— Try it —
Tally the lines of the records that contain the string "embroidery", then give the total and nothing more.

**** Data for review

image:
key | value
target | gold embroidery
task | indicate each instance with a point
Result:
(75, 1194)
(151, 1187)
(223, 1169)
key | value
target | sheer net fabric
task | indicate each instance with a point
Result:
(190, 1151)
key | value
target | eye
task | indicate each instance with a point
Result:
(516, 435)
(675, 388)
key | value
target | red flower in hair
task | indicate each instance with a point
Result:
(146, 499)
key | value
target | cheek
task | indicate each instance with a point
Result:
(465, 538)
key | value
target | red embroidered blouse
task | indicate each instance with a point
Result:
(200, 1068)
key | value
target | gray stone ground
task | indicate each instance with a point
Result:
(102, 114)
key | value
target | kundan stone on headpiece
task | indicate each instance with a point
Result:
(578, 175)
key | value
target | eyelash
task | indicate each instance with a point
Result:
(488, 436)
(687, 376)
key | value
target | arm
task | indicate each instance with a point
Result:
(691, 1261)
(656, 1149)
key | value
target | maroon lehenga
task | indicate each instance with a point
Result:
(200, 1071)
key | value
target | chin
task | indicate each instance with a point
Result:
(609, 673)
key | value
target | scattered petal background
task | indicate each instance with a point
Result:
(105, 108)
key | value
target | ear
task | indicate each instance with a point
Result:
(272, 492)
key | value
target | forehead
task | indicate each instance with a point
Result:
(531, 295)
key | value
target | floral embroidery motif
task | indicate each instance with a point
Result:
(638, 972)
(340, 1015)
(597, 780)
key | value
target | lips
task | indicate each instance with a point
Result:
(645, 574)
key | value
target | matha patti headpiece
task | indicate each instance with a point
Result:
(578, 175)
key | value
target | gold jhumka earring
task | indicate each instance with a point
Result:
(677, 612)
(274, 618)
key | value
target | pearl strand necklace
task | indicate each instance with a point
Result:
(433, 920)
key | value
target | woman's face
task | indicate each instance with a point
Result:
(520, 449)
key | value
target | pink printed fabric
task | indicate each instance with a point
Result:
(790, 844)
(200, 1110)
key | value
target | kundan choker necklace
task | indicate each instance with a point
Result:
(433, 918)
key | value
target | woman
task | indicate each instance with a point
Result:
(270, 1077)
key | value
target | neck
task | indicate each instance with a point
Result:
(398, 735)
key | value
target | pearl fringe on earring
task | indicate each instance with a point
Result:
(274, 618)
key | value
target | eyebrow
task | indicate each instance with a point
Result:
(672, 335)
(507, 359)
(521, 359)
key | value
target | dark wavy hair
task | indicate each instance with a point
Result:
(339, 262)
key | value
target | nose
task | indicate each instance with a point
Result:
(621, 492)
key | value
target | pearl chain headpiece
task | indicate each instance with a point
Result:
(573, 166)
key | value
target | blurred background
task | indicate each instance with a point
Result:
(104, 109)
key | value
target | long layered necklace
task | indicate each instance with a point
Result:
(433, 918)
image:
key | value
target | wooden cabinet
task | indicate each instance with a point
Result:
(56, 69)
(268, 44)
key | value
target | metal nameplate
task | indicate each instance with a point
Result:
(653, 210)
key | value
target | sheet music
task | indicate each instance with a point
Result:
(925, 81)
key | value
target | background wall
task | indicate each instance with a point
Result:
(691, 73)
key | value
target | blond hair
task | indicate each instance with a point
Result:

********

— Answer box —
2